Goal of the exercise:
Only lines with the word "order" are needed; collect each of them from the listing below.

Records supplied:
>>>
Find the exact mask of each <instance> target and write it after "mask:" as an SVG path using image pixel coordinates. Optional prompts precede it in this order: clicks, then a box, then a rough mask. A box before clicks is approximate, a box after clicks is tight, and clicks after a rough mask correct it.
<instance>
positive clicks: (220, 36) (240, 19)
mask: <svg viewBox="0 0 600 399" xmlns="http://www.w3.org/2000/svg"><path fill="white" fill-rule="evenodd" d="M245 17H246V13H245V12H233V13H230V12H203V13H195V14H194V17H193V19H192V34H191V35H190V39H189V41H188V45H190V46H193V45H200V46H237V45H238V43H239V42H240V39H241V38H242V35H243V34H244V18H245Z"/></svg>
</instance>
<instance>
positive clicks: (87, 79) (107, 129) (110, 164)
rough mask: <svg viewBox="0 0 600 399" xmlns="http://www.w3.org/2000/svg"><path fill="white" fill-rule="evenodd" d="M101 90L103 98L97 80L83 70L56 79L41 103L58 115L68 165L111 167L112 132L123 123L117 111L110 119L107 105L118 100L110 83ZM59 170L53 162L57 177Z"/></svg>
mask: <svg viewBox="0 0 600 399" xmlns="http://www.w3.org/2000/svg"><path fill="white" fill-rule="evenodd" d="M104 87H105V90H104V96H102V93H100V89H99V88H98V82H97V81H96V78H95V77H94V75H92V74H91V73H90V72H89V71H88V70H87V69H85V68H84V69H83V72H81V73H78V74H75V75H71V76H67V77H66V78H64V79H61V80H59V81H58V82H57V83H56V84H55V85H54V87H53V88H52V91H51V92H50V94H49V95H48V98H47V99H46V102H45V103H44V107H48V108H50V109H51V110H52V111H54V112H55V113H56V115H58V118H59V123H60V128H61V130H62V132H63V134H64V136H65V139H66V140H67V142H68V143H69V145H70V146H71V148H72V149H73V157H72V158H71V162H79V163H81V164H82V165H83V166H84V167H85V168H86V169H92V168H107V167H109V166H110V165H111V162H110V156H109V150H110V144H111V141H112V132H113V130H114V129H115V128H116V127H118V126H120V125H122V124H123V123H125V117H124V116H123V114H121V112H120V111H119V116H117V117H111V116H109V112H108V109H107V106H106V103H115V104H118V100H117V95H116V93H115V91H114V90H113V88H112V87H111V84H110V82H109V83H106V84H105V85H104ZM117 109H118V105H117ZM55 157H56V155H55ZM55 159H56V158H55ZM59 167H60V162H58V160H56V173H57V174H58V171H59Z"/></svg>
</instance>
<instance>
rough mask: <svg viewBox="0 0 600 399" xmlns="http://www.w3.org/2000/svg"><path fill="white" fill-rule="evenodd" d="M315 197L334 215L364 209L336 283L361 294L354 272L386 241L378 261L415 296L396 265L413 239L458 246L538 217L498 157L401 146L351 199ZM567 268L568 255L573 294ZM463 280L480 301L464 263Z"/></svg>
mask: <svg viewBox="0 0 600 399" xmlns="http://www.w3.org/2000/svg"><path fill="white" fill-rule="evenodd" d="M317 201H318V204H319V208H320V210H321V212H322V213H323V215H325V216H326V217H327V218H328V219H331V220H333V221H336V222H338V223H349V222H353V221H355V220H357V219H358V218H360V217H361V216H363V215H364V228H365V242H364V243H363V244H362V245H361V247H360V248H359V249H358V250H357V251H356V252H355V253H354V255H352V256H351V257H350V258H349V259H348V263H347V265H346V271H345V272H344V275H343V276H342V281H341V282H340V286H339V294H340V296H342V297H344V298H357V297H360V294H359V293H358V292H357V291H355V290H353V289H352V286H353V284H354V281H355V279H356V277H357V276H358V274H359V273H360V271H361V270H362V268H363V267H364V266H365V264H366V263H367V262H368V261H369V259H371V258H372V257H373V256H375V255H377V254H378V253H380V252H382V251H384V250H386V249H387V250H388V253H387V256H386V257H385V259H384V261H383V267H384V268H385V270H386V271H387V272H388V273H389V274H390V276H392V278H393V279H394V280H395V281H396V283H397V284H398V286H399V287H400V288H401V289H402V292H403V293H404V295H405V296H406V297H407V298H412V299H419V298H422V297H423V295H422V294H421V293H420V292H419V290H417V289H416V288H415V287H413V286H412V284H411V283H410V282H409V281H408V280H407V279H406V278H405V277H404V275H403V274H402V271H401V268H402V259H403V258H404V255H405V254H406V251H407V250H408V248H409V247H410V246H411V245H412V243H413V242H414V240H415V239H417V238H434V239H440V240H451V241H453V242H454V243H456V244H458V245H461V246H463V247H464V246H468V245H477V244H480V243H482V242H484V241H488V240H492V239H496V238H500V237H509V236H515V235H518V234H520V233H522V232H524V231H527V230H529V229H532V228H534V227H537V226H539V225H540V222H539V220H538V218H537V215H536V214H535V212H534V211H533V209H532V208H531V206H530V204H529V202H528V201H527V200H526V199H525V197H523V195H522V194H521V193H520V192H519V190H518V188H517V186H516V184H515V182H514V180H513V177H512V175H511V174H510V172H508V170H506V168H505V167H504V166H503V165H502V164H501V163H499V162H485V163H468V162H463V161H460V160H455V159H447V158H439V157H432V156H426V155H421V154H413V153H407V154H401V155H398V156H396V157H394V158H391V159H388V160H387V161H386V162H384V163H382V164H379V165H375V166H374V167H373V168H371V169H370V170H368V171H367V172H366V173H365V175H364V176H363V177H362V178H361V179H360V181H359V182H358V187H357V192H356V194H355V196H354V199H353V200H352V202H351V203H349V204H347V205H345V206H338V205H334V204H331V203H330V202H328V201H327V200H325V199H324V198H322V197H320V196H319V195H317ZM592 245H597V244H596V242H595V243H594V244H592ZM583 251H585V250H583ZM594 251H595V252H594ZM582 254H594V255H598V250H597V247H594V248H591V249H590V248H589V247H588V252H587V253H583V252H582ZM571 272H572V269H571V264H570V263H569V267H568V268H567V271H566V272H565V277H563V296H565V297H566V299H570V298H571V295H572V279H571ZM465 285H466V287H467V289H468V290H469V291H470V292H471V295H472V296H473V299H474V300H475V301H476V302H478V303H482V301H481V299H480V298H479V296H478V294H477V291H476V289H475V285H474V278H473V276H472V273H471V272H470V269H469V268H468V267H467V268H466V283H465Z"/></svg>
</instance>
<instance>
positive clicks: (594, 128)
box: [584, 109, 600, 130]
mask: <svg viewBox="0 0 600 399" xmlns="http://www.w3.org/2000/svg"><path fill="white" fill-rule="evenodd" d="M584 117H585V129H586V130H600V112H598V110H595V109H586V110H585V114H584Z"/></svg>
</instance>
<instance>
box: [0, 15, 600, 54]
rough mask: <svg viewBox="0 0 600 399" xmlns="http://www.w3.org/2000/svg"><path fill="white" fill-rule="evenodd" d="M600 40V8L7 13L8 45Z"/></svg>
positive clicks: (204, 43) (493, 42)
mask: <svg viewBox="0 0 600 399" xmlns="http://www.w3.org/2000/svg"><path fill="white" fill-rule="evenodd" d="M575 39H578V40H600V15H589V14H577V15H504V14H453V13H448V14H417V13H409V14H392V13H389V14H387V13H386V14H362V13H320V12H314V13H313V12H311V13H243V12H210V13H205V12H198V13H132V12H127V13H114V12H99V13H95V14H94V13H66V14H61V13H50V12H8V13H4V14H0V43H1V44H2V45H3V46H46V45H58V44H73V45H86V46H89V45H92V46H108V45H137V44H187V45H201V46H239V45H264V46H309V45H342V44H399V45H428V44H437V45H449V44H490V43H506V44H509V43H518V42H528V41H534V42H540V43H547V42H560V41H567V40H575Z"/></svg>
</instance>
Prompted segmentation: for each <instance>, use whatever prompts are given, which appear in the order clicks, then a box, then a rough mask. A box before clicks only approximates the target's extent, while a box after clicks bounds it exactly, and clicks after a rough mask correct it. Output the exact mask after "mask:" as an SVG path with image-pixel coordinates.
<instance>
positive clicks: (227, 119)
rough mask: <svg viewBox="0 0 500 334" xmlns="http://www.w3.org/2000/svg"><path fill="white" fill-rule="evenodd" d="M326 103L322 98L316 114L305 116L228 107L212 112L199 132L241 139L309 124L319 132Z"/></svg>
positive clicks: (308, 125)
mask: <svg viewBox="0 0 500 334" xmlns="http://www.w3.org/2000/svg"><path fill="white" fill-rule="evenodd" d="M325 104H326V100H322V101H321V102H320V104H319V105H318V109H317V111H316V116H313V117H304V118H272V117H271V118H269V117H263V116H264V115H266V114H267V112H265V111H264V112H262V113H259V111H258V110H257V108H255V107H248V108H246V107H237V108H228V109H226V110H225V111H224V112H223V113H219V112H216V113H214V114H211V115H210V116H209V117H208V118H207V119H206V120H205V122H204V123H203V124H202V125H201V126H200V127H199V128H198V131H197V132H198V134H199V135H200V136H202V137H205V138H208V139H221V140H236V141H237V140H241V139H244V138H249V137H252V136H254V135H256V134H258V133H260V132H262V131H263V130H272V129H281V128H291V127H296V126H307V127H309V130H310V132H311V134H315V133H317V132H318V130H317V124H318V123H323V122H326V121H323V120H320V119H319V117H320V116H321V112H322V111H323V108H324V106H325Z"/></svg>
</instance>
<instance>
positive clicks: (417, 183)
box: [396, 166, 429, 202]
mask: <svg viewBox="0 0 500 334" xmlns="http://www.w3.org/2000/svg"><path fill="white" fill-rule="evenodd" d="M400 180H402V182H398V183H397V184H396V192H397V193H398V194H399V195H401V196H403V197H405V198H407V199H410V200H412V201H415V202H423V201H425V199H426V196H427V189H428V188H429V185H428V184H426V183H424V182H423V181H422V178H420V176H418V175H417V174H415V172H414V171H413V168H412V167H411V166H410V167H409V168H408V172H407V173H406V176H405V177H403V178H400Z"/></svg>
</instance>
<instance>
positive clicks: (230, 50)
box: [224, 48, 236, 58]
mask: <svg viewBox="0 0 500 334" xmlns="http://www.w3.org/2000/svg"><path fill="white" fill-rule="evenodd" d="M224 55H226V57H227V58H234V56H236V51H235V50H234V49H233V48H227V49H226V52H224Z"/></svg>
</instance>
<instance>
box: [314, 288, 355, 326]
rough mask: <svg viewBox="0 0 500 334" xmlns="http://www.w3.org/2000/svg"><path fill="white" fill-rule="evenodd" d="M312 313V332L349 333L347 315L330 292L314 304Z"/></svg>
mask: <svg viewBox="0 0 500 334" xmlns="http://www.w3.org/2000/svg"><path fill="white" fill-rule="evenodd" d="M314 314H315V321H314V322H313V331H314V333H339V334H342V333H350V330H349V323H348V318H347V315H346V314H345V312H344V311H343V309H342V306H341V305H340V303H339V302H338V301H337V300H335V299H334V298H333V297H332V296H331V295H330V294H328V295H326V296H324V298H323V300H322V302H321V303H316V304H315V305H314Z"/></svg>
<<<
Response to the task:
Find the exact mask of each <instance> target and write it after "mask:" as an SVG path using image pixel coordinates. Optional prompts precede it in this order: clicks, then a box, then a rough mask. A box before clicks is approximate, a box after clicks is tight, and clicks after a rough mask correct it.
Prompted segmentation: for each <instance>, use whatever prompts are given, which appear in the order clicks, then a box, then a rough mask. A box before clicks only approximates the target's extent, while a box after clicks bounds it exactly, and clicks after a rough mask correct it. Output the exact mask after "mask:" as an SVG path with image-pixel coordinates.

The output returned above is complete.